**Extracted records**
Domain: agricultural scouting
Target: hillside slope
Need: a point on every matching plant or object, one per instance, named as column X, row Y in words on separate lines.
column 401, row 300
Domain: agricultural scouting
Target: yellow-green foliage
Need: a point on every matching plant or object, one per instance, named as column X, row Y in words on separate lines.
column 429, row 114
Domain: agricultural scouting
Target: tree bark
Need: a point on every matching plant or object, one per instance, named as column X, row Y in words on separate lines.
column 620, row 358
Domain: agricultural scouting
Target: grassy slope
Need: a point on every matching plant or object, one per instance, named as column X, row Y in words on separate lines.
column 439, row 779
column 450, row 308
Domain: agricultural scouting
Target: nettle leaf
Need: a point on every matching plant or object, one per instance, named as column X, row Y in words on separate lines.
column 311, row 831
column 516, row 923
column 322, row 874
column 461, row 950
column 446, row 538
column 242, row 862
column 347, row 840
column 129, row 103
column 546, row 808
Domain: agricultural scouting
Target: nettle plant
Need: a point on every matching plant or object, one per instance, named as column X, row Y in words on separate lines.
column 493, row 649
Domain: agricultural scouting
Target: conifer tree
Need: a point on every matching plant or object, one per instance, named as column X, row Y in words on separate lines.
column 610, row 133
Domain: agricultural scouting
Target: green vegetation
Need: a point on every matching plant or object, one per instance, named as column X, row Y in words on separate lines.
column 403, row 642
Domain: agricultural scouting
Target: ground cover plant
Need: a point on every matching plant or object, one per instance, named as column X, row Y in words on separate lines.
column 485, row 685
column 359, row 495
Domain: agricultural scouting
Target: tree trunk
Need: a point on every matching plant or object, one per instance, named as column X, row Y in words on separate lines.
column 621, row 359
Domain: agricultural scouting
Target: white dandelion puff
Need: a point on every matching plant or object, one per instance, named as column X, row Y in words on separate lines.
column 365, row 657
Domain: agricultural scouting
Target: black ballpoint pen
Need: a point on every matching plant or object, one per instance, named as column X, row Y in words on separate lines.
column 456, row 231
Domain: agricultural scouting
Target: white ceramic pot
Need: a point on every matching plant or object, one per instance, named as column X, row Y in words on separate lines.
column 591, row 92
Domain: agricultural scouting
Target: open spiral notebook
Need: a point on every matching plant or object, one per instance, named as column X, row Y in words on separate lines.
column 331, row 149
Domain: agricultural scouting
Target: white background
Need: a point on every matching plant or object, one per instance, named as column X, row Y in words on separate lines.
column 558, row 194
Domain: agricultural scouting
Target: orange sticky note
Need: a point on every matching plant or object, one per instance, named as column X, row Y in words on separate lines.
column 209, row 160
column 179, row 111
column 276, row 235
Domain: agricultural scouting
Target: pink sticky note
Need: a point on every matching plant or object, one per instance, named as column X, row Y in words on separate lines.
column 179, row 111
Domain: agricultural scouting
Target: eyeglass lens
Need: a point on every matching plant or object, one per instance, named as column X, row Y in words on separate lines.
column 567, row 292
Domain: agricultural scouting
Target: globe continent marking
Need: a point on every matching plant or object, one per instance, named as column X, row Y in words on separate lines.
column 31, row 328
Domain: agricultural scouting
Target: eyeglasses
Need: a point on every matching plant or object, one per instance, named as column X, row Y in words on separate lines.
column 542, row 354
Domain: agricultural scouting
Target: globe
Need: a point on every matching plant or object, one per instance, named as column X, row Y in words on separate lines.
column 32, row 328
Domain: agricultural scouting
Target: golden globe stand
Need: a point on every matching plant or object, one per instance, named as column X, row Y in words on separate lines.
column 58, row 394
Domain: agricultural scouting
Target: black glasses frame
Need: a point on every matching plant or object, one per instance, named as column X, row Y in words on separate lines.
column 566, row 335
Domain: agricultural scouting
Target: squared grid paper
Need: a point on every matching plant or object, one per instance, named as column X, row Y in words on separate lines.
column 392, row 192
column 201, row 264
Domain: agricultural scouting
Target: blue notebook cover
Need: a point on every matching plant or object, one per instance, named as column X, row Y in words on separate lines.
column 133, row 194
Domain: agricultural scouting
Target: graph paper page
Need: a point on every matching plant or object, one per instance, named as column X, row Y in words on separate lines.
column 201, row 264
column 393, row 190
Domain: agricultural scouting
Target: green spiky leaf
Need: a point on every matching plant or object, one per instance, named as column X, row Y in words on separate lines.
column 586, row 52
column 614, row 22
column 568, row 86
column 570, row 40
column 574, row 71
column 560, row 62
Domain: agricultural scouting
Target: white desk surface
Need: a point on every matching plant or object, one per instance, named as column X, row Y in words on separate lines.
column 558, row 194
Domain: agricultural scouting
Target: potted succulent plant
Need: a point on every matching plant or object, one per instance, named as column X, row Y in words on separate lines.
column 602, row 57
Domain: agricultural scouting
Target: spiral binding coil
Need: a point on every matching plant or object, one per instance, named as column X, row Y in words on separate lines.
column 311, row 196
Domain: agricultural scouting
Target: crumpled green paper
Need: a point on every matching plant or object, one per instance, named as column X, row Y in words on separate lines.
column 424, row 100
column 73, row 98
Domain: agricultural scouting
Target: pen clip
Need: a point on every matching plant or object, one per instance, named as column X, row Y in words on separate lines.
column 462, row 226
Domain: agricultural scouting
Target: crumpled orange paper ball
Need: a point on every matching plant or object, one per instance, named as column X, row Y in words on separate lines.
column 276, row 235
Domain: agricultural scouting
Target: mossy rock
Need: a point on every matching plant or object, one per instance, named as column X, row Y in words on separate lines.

**Exercise requirements**
Please state the number of lines in the listing that include the word "green", with no other words.

**Answer box**
4